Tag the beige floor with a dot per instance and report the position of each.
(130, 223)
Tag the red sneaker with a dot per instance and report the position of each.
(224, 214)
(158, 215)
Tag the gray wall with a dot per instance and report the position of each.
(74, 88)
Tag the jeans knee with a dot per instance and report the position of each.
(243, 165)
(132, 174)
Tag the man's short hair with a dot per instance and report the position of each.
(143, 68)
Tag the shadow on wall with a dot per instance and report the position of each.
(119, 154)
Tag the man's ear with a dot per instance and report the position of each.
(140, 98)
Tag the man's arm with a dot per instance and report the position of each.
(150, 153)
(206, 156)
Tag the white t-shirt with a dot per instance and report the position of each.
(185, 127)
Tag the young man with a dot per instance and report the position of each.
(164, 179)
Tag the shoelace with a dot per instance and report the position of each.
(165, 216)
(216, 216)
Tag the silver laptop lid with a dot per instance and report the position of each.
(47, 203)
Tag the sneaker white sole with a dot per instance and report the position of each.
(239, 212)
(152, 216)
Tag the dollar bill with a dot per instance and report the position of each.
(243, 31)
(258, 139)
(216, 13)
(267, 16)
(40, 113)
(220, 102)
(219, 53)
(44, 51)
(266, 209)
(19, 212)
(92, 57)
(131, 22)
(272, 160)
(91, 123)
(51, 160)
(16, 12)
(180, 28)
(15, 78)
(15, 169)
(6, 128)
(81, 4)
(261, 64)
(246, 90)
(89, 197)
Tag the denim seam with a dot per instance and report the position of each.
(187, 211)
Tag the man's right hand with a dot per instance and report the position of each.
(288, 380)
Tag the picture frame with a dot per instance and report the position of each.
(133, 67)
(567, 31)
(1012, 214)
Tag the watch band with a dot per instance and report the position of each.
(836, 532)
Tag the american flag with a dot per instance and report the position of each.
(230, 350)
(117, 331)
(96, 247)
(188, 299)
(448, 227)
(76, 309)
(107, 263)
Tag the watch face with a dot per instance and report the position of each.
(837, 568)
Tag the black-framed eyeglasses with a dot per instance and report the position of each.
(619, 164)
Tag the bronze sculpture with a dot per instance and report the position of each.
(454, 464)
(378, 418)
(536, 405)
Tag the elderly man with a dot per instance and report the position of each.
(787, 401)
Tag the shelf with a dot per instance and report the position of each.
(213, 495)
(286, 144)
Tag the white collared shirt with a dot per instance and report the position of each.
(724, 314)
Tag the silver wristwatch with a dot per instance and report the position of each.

_ _ _

## THE REQUEST
Rewrite the lines above with "Tag" replaced by "Mark" throughout, leaving everything else unchanged.

## TASK OUTPUT
Mark the beige floor with a dot per instance and report the position of each.
(130, 223)
Mark the red sneaker with a dot per instance and report the position of each.
(224, 214)
(158, 215)
Mark the gray wall with a dot per instance and report the position of each.
(74, 88)
Mark the jeans knee with a dot per instance and report the position of each.
(243, 165)
(132, 174)
Mark the man's short hair with a dot per instance and report the position of each.
(143, 68)
Mark the shadow on wall with a dot per instance and report the position of each.
(119, 154)
Mark the man's ear with a dot per instance and report the position of each.
(140, 98)
Mark the man's arm with a dot per instance and report the position of each.
(150, 153)
(206, 156)
Mark the white t-shirt with a dot per instance and report the position of each.
(185, 127)
Mark the young man with a dot per instance and report the position of each.
(164, 179)
Mark the shoelace with a dot per instance and report the position of each.
(165, 216)
(216, 216)
Mark the silver laptop lid with a dot per instance and report the position of each.
(47, 203)
Mark the sneaker white sole with a dot per instance and report the position of each.
(239, 212)
(152, 216)
Mark the dollar bill with a dot per instance and report the position of each.
(243, 31)
(258, 139)
(216, 13)
(267, 16)
(40, 113)
(220, 102)
(219, 53)
(44, 51)
(266, 209)
(19, 212)
(92, 57)
(131, 22)
(272, 160)
(91, 123)
(51, 160)
(16, 12)
(180, 28)
(15, 78)
(15, 169)
(6, 128)
(81, 4)
(261, 64)
(246, 90)
(89, 197)
Mark the denim seam with a dot per instance and report the position of each.
(187, 211)
Mark the man's right hand with a dot per instance and report the position of each.
(288, 380)
Mark the picture frame with a dot per instance and report the position of each.
(133, 67)
(567, 31)
(1012, 214)
Mark the watch band with a dot per instance and report the position of each.
(836, 532)
Mark the american flag with a dot per instance and report the position of each.
(230, 350)
(117, 331)
(96, 247)
(188, 299)
(448, 227)
(76, 309)
(107, 263)
Mark the watch face with a dot per instance and report the position of each.
(837, 568)
Mark the black-framed eyeglasses with a dot per instance and report the position of each.
(619, 164)
Mark the bronze sculpture with a dot per instance and report the position of each.
(454, 464)
(378, 418)
(536, 405)
Mark the elderly man with a dot per instance and report the position of each.
(787, 401)
Mark the shelf with a dot per instance and report the position of each.
(213, 495)
(286, 144)
Mark the white collared shirt with a dot per instance and report the position of each.
(724, 314)
Mark the silver wristwatch with a dot per instance and report the position of each.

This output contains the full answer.